▶ READING TEXT
########################################
In biological learning systems, the limitations mentioned above are addressed at the neuron cell level [17]. In the mammalian brain and nervous system, each neuron (Fig. 1) conducts the electrical signal over three distinct operations: (1) synaptic connections in Dendrites: an individual operation over each input signal from the synapse connection of the input neuron’s axon terminals, (2) a pooling operation of the operated input signals via spatial and temporal signal integrator in the Soma and, finally, (3) an activation in the initial section of the axon or the so-called axon hillock: If the pooled potentials exceed a certain limit, it “activates” a series of pulses (called action potentials). As shown in the right side of Fig. 1 each terminal button is connected to other neurons across a small gap called synapse. The physical and neurochemical characteristics of each synapse determine the signal operation which is nonlinear in general [23, 24] along with the signal strength and polarity of the new input signal. Information storage or processing is concentrated in the cells’ synaptic connections or more precisely through certain operations of these connections together with the connection strengths (weights) [23]. Accordingly, in neurological systems, several distinct operations with proper weights (parameters) are created to accomplish such diversity and trained in time to perform or “to learn” many neural functions. Biological neural networks with higher diversity of computational operators have more computational power [13], and it is a fact that adding more neural diversity allows the network size and total connections to be reduced [17].

Fig. 1

A biological neuron (left) with the direction of the signal flow and a synapse (right)
########################################
▶ DATA EXTRACTS

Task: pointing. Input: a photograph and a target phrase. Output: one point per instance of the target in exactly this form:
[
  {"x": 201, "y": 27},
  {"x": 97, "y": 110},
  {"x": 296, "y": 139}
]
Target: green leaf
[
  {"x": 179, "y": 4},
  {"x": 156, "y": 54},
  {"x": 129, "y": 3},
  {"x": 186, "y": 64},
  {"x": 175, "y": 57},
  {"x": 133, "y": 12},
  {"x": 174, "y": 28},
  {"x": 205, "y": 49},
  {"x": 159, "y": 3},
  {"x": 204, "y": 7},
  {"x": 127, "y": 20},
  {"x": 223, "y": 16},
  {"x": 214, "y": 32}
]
########################################
▶ PROBLEM
In the passage on biological neurons, what name is given to the small gap that separates each terminal button from another neuron?

▶ TASK ANSWER
It is called a synapse.